#### Dataset entries

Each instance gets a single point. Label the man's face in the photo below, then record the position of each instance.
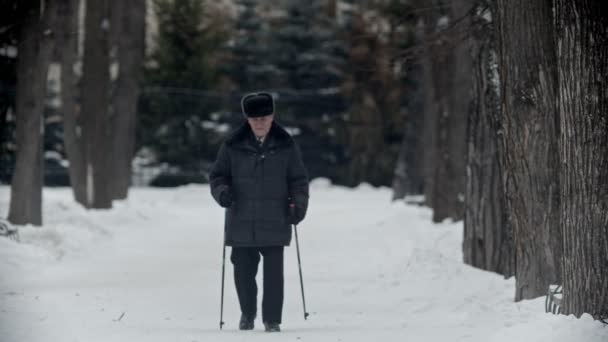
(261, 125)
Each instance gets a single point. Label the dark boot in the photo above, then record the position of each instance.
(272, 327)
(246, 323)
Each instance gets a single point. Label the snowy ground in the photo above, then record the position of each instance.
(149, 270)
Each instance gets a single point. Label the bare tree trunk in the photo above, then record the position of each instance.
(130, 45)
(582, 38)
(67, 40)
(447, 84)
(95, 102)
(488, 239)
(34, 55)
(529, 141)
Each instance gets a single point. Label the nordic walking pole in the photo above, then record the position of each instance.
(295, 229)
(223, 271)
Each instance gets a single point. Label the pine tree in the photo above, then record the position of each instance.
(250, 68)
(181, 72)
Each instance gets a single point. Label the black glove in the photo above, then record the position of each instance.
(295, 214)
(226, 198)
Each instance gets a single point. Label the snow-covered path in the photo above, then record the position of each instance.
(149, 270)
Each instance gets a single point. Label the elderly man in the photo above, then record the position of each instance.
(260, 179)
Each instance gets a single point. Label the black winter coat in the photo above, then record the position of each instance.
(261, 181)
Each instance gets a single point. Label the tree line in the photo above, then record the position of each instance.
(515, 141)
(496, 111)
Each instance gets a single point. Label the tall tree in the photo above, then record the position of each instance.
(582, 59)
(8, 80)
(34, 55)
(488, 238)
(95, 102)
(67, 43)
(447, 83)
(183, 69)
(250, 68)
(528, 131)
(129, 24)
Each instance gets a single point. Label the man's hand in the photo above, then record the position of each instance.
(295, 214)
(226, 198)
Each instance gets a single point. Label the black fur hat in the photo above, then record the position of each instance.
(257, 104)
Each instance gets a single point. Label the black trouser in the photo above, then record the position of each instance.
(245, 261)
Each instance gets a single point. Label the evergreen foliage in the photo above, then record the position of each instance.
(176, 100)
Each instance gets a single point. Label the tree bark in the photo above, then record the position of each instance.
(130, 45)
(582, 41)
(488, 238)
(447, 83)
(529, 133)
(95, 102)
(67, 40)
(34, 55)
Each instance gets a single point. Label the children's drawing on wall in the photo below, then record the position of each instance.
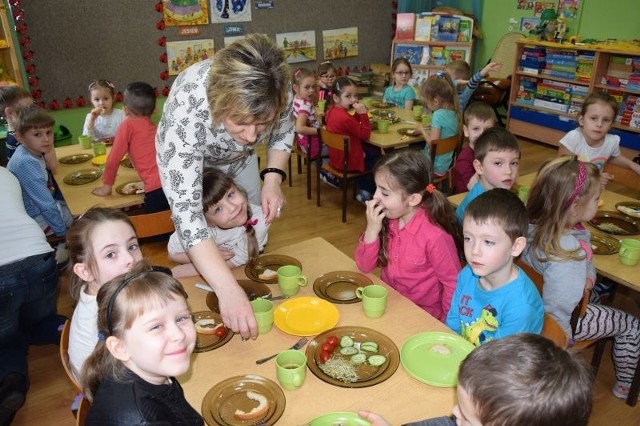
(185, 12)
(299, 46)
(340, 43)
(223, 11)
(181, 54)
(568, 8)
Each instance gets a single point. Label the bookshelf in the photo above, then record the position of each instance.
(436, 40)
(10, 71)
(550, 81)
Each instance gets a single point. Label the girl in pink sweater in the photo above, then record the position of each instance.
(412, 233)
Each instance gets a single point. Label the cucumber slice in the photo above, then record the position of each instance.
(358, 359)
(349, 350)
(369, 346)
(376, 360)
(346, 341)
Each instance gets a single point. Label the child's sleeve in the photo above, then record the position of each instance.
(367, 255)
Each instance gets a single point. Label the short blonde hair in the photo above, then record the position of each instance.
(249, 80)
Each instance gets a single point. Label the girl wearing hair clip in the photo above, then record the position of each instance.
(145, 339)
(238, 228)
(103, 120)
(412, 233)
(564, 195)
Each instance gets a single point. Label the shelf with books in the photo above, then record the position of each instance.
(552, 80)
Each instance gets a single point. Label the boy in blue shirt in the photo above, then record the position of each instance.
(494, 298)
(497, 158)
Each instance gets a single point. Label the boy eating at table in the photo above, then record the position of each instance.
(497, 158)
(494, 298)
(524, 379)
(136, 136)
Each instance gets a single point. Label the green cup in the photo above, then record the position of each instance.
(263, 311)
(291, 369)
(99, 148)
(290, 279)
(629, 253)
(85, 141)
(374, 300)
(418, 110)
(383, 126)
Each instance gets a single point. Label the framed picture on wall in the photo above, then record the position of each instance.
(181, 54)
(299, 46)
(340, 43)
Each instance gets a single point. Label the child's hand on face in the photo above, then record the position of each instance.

########

* **Problem description**
Return the records exactly as they stand, and drop every picture.

* **Response for this exercise**
Each instance gets a single point. Label the man's face in the photo below, then record the position of each instance.
(261, 125)
Each instance gets a single point. Label the dark boot in the photo above, then record the position of each instance.
(272, 327)
(246, 323)
Each instance gets a single point. Label the snowy ground in the photo above, then record the position of each instance.
(149, 270)
Each instance gets a single point. Label the bare tree trunk in the photo above, then record the position of each instance.
(130, 45)
(582, 38)
(67, 40)
(447, 84)
(95, 102)
(488, 239)
(34, 55)
(529, 141)
Each instance gets a single point. Label the nordic walking pole in the photo above, then record the position of each instance.
(295, 229)
(223, 271)
Each instance gets a single point. Label the pine tree in the photo above, then record the position of each instance.
(250, 68)
(181, 72)
Each instance gets a single point. Label the black glove in the photo above, then record the position of each instance.
(295, 214)
(226, 198)
Each instance gets a single point. Label the snow-covered path in the photo above, then record the position of each instance.
(149, 270)
Each instance gets a single point. Label the elderly man in the photo above, then record the position of each instance.
(260, 179)
Each instance gets a single point. Label the black winter coat in the photo above, then record the position of each instance.
(261, 181)
Each instance gets a single point. Label the tree line in the photo above, then record the position of each instance.
(515, 141)
(496, 111)
Each instance gets a single point. Label the tall tree in the photo above, then record the position of each instance.
(582, 59)
(8, 80)
(34, 55)
(488, 238)
(95, 102)
(67, 43)
(447, 83)
(183, 69)
(250, 68)
(528, 131)
(129, 24)
Each instance gets a single point. Label the man's hand in the photo above, then record the position of each instance.
(295, 214)
(226, 198)
Each instance gets a single point. Label the black fur hat in the photo above, then record the position of each instance.
(257, 104)
Each instance gets a single point. Label the black trouser in the photo above, then record the position of each instance.
(245, 261)
Each instance gets a single point. Label the evergreen foliage in the photo above, then record the position of each instance.
(176, 100)
Each instance gets a single point. Label the tree bark in the photo above, then record the position of each instance.
(130, 45)
(582, 41)
(488, 238)
(447, 83)
(529, 133)
(95, 102)
(67, 40)
(34, 55)
Each instance gets a single point. Label the children's drawing on wall in the photo below, then record the position of each instance.
(185, 12)
(299, 46)
(340, 43)
(223, 11)
(181, 54)
(568, 8)
Each instance gets a single point. Label the bookshelf in the photo above, then record the position of each instance.
(436, 40)
(10, 71)
(550, 81)
Each instance gets a single point. Label the girl in pink sweater in the photo above, then record the position of each instance.
(412, 233)
Each instance gets a single point. Label the cucumber slice in the photo above, then record the position of each instance.
(358, 359)
(349, 350)
(369, 346)
(376, 360)
(346, 341)
Each instance gets a single point. Label the child's sleeve in the photo above, then record the position of each instance.
(367, 255)
Each instance gets a single point. Label the short blonde hair in the photo above, then record the position of each instance.
(249, 80)
Each instance gets a single point. Label the girl wearing hair clip in the photo above, then record the position of each instance.
(145, 339)
(238, 228)
(103, 120)
(412, 233)
(564, 195)
Each instance gets a single point. Label the shelf with books in the photo above, then record the position of each instance.
(552, 80)
Each instance gets a single point. Label the boy in blue shirt in the photo above, then record the position of each instance.
(494, 298)
(497, 158)
Each instance gets a single point. Label the boy eating at table in the photo above, then record the position of each instance.
(497, 158)
(494, 298)
(524, 379)
(136, 136)
Each instance gets a single point. Label the green cup in the photo above, then record the position of each instance.
(263, 311)
(291, 369)
(99, 148)
(290, 279)
(629, 253)
(85, 141)
(374, 300)
(418, 110)
(383, 126)
Each instance gets a single point. Label the framed picture on wall in the photo above, then record the position of each instance.
(181, 54)
(299, 46)
(340, 43)
Each instance gets a single point. Label the child's hand on face in the photo above, then record the position of each instance.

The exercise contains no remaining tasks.